◆ Problem statement ◆
In the entries below, convert the lines between the one containing "the distant building" and the one containing "[(243, 209)]", inclusive, into a numbered list, and omit any blank lines.

◆ Dataset entries ◆
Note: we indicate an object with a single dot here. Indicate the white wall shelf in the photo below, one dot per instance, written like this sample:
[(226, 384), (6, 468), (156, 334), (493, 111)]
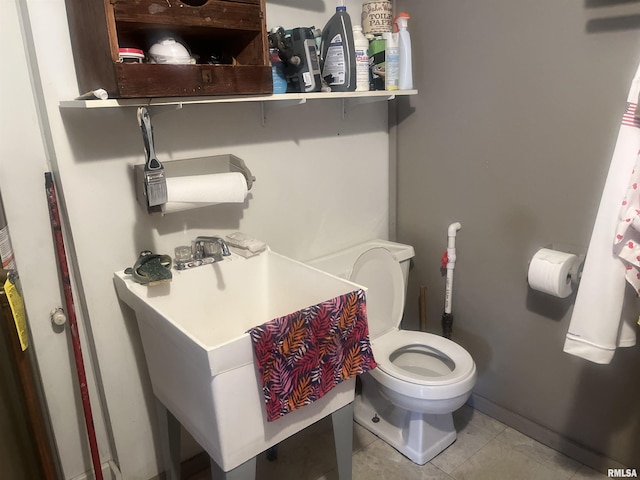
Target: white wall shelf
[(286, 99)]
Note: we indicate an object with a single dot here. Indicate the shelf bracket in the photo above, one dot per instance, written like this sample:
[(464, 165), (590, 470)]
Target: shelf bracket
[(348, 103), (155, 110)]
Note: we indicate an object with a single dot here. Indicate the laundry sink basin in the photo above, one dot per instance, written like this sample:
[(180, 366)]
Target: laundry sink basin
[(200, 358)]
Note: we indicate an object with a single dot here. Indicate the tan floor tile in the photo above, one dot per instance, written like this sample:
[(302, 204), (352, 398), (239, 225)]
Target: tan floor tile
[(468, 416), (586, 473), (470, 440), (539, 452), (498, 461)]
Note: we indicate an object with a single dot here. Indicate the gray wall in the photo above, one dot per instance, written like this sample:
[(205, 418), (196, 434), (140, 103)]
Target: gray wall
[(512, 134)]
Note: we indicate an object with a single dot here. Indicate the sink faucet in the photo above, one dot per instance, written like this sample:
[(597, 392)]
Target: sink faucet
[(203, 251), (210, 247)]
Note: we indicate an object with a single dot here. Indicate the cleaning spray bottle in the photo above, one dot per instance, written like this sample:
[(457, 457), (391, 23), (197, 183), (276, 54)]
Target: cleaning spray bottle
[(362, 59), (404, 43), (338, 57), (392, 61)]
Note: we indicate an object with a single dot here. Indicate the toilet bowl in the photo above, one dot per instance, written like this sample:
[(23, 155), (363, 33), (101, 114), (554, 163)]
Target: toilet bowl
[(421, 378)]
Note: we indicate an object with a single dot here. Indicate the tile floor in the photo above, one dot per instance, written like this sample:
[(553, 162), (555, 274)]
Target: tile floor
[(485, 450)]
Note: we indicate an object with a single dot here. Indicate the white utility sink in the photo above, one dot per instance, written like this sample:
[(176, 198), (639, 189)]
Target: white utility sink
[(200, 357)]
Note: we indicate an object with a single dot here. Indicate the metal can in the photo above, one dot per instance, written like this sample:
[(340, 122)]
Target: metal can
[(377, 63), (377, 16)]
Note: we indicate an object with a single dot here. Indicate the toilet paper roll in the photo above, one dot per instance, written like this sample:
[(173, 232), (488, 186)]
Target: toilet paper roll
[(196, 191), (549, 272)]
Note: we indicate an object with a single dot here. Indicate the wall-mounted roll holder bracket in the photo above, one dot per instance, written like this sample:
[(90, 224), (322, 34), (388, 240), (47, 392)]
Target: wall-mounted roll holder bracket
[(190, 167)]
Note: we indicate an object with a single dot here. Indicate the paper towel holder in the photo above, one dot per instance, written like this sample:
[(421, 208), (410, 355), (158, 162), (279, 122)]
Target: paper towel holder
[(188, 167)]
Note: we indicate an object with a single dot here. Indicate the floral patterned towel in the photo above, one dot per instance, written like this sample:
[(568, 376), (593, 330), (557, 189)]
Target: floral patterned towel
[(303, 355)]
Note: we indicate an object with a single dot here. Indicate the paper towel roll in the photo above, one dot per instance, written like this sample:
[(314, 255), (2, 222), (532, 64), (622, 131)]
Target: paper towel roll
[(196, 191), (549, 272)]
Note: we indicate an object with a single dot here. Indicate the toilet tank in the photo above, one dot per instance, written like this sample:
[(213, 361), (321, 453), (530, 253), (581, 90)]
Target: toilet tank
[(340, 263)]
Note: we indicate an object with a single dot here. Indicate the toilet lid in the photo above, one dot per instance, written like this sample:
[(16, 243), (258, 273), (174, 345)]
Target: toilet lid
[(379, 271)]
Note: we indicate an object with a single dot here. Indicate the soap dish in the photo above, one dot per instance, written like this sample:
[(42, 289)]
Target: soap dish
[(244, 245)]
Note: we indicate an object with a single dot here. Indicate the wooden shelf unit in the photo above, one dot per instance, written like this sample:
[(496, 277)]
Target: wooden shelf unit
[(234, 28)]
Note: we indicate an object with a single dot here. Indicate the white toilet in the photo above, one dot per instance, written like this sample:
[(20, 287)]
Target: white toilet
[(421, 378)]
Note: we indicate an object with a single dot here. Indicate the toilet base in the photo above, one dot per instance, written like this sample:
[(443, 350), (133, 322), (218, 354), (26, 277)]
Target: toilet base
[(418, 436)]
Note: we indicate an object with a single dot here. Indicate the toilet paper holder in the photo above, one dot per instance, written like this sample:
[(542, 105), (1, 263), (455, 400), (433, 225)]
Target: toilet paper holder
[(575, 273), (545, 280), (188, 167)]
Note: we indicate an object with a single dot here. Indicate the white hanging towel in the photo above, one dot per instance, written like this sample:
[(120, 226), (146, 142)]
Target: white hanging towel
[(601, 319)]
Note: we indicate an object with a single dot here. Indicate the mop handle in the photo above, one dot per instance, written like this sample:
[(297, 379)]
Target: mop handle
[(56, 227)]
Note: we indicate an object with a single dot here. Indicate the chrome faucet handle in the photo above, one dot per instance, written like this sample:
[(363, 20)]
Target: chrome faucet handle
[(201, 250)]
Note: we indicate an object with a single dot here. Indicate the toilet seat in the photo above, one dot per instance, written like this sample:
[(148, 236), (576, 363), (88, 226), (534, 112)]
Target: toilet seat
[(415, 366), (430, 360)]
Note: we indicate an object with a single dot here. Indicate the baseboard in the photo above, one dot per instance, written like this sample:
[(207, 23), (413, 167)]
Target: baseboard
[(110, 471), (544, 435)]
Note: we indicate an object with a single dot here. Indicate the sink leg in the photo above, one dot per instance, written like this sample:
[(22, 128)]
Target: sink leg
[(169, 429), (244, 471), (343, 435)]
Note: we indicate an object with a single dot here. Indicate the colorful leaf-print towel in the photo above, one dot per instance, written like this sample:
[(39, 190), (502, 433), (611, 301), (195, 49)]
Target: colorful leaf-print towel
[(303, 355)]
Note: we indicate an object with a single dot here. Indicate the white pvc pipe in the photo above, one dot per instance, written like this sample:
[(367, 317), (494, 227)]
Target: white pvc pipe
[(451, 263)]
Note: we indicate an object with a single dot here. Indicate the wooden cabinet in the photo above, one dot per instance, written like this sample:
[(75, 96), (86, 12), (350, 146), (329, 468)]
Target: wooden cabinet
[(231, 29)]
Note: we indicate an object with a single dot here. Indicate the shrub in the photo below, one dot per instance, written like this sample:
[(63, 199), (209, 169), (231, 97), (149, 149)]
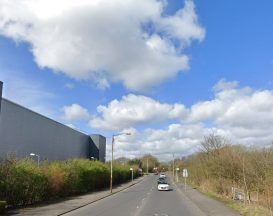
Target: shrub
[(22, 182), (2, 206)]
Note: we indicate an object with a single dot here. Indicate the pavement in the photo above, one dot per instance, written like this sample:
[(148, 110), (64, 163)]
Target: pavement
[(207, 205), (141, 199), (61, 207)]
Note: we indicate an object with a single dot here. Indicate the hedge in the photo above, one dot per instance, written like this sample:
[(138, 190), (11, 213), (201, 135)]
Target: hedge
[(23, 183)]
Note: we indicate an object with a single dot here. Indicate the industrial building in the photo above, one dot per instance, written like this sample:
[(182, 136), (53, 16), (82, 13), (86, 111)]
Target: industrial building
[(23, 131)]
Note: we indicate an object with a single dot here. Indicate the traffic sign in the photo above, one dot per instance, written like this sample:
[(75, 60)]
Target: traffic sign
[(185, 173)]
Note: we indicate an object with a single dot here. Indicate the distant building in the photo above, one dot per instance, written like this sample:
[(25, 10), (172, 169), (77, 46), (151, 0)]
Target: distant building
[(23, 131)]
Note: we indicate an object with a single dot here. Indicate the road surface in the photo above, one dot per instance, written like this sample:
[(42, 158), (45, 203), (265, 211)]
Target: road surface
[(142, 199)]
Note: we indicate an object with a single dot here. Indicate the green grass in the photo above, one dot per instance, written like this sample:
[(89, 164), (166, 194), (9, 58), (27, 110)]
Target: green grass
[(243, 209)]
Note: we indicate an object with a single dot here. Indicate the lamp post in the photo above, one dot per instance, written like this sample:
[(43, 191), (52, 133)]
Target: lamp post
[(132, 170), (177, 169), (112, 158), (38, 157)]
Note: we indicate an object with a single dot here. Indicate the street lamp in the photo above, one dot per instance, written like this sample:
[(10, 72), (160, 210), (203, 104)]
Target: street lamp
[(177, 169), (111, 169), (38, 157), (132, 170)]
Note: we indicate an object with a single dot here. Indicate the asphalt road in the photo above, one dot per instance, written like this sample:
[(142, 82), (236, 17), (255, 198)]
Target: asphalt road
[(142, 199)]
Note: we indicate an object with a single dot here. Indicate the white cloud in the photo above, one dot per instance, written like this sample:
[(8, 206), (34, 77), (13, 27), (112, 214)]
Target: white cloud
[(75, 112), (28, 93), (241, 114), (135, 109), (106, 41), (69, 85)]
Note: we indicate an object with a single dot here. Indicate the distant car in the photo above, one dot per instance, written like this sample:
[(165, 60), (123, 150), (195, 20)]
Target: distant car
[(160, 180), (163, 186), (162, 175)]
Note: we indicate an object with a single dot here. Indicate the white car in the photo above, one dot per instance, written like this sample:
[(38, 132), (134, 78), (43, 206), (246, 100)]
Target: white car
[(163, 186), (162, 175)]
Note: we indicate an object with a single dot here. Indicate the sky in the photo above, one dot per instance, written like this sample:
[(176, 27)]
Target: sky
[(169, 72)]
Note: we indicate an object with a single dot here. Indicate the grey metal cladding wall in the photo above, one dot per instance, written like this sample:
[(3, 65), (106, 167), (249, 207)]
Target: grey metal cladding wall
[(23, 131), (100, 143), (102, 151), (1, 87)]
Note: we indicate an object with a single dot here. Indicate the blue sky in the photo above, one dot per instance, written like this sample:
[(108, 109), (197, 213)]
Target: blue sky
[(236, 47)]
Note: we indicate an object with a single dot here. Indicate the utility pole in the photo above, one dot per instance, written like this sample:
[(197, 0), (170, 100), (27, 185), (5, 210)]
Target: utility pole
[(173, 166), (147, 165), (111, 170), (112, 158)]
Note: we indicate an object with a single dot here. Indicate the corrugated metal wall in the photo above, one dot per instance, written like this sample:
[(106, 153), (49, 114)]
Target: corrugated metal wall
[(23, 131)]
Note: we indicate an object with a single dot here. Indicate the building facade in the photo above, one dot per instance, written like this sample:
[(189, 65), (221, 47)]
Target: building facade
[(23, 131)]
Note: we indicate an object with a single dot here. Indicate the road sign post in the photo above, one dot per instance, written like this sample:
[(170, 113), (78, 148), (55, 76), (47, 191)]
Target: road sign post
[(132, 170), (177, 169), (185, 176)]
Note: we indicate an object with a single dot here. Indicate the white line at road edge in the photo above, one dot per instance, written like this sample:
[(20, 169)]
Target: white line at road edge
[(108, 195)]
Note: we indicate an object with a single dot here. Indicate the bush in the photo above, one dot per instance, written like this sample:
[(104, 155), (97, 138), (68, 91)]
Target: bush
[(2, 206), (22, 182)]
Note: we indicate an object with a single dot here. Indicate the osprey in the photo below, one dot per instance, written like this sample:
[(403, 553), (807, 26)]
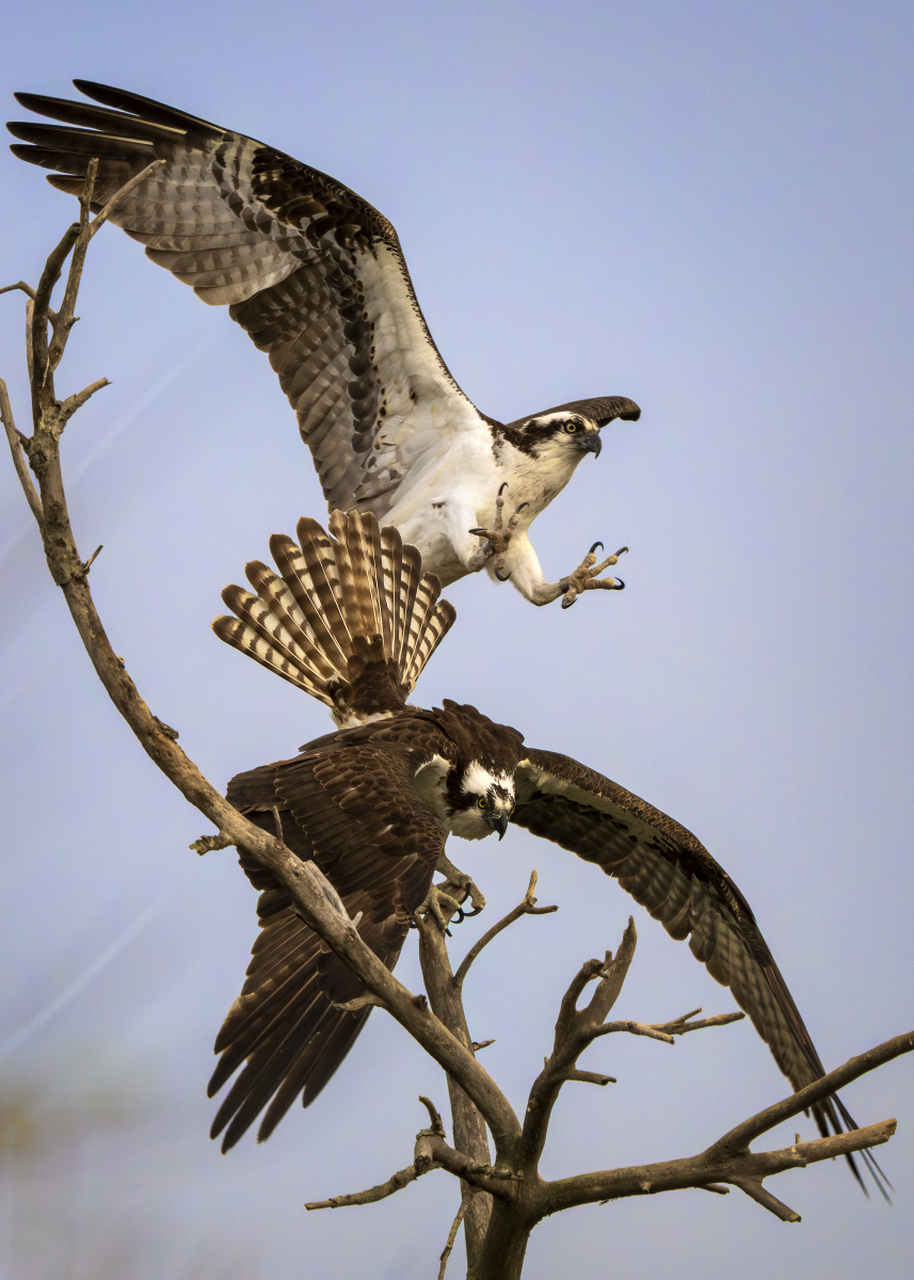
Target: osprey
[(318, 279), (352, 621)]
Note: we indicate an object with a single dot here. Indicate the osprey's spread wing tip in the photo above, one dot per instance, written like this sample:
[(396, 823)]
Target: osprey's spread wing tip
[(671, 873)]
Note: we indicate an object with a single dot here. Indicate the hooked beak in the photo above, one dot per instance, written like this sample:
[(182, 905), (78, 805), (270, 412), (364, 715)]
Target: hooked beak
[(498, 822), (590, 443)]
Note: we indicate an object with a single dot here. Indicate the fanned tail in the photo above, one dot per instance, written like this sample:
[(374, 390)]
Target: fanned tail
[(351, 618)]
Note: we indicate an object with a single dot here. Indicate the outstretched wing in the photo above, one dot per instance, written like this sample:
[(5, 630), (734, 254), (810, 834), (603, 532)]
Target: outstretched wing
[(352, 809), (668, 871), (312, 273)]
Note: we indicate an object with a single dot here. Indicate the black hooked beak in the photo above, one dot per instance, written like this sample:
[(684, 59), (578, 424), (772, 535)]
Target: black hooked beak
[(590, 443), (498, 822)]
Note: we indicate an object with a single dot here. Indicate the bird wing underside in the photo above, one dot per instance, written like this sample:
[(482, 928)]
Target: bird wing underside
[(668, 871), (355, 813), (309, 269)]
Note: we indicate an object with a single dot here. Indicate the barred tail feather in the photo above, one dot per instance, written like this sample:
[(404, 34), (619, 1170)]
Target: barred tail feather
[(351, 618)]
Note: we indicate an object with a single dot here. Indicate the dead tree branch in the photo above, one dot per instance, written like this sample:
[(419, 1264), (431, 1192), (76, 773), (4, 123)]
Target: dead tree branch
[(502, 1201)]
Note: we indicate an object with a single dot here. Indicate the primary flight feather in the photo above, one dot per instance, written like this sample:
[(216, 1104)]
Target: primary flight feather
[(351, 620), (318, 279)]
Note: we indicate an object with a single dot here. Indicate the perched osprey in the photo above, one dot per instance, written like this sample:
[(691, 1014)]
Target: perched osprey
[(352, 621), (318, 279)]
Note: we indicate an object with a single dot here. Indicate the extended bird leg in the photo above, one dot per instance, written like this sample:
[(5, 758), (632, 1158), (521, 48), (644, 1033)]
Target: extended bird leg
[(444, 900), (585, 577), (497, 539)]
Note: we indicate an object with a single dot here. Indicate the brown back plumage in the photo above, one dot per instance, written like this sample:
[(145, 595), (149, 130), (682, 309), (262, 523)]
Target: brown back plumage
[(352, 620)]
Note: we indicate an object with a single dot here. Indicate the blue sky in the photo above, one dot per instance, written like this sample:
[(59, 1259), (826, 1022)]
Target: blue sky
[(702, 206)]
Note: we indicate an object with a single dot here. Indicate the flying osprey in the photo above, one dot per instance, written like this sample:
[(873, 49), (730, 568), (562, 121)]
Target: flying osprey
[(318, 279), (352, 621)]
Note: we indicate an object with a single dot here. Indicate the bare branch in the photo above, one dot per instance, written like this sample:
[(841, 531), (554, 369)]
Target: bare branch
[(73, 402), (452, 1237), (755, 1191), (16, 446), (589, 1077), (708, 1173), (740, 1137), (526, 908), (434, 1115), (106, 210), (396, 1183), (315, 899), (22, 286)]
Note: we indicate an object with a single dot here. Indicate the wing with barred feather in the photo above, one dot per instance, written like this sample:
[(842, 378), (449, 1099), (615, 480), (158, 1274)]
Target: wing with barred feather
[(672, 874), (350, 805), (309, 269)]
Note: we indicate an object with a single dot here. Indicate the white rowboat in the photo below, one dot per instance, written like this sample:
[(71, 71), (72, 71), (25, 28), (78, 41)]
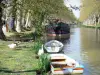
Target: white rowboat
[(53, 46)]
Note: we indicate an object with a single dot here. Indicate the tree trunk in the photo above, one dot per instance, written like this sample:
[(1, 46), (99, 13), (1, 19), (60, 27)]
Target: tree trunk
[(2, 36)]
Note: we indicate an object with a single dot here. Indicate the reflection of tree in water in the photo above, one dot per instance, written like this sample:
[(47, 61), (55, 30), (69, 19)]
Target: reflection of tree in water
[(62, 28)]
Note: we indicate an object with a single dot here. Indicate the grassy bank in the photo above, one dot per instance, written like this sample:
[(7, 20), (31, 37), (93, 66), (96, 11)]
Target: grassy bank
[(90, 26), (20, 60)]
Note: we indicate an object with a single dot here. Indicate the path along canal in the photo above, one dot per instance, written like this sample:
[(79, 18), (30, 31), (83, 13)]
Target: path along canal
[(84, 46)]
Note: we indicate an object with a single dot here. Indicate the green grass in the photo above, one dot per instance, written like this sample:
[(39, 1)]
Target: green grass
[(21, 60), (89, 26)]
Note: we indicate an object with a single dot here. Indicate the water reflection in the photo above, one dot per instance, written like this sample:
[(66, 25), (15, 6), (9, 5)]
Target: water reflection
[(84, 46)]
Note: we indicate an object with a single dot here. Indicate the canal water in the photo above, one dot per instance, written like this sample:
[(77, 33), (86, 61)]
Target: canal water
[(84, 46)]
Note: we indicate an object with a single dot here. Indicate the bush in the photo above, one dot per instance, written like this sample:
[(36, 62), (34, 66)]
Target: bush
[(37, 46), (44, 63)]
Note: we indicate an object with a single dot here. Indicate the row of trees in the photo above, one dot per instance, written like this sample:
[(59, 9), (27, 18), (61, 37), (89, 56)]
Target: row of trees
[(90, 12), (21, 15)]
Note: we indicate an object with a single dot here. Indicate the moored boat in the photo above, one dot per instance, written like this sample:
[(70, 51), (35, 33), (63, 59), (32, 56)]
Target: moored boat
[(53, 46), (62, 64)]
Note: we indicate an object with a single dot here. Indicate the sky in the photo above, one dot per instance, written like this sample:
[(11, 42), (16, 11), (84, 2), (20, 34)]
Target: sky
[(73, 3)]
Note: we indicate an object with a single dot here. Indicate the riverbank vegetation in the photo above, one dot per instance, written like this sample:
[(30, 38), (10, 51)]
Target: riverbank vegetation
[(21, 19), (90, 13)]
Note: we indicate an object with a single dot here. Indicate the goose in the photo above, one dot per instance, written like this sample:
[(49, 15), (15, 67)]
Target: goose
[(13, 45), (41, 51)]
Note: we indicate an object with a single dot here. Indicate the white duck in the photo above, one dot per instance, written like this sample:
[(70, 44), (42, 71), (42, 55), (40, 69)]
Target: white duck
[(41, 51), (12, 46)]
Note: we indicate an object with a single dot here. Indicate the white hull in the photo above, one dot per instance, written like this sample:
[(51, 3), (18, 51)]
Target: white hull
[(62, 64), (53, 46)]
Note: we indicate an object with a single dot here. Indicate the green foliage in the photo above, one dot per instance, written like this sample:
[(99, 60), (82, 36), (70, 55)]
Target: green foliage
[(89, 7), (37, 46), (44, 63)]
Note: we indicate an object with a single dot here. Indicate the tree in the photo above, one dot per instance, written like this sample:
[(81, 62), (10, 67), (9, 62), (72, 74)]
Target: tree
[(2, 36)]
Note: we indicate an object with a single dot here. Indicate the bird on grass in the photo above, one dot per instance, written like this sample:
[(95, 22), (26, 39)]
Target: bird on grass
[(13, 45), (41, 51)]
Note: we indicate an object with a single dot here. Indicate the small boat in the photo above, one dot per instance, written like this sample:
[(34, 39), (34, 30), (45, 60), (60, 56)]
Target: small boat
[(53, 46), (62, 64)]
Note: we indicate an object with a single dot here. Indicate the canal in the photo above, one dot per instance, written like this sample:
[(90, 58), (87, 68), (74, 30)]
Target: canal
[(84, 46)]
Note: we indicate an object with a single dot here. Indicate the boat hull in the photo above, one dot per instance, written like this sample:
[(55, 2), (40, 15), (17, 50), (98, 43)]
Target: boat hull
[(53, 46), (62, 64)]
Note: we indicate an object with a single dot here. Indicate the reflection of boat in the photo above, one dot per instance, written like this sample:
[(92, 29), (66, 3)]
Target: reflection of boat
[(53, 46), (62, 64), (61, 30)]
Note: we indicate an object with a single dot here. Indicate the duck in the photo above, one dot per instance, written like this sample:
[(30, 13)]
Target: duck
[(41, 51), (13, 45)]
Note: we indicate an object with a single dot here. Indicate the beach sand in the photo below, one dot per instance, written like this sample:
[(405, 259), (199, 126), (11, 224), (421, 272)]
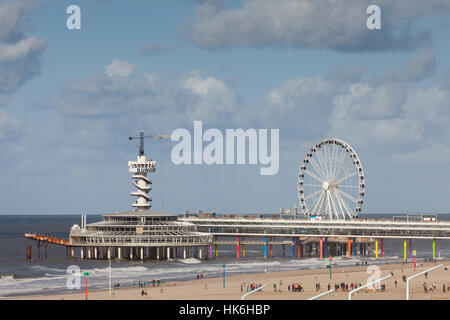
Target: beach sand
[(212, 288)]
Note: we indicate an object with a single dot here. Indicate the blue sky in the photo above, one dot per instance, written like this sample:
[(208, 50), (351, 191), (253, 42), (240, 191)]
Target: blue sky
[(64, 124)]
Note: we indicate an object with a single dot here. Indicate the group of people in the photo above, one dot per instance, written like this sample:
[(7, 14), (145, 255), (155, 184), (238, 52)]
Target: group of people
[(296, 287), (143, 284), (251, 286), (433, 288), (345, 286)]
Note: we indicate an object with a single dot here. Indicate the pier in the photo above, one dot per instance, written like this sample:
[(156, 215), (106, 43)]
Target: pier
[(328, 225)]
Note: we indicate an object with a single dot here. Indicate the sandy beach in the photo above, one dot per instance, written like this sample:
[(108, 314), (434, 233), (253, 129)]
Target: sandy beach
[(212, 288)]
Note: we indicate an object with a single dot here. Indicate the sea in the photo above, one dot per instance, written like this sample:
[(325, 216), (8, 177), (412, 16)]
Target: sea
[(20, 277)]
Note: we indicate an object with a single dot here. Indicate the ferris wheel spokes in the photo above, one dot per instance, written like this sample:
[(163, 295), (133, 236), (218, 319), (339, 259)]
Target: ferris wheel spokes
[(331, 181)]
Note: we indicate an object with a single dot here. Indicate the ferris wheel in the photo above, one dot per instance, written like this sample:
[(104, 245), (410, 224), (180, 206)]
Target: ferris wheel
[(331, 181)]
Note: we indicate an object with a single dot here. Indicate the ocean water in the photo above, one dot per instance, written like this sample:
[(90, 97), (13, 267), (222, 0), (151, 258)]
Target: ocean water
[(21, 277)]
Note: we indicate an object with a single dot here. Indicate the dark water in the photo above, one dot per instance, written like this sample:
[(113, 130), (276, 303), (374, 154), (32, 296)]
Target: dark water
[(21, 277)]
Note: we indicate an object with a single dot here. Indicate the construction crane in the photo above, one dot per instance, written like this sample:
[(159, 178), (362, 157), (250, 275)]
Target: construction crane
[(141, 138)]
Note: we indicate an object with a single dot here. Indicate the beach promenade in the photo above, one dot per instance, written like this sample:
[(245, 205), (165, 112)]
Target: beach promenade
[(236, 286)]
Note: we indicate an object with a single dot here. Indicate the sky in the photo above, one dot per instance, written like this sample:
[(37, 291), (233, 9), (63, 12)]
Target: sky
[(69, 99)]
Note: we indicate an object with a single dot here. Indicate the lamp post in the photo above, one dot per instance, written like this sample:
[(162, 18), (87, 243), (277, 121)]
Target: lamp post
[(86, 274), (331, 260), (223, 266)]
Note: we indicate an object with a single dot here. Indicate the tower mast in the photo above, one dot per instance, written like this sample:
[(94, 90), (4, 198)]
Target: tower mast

◆ Result for this exercise ◆
1. Note: we indicate an object with a single dot here. Indicate the distant building in the photo above, one dot per instance, written like this sample:
2. [(25, 10), (172, 169), (77, 46), (151, 0)]
3. Target: distant building
4. [(23, 131)]
5. Note: we indicate an object with a single dot here. Indicate the road surface in the photo above, one dot per instance, written like this sample:
6. [(42, 158), (45, 203), (265, 211)]
7. Target: road surface
8. [(142, 199)]
9. Note: we indicate an object with a single dot here. Indicate the green grass in the photo above, one dot per instance, written like this sample:
10. [(89, 164), (166, 194), (9, 58), (27, 110)]
11. Target: green grass
12. [(243, 209)]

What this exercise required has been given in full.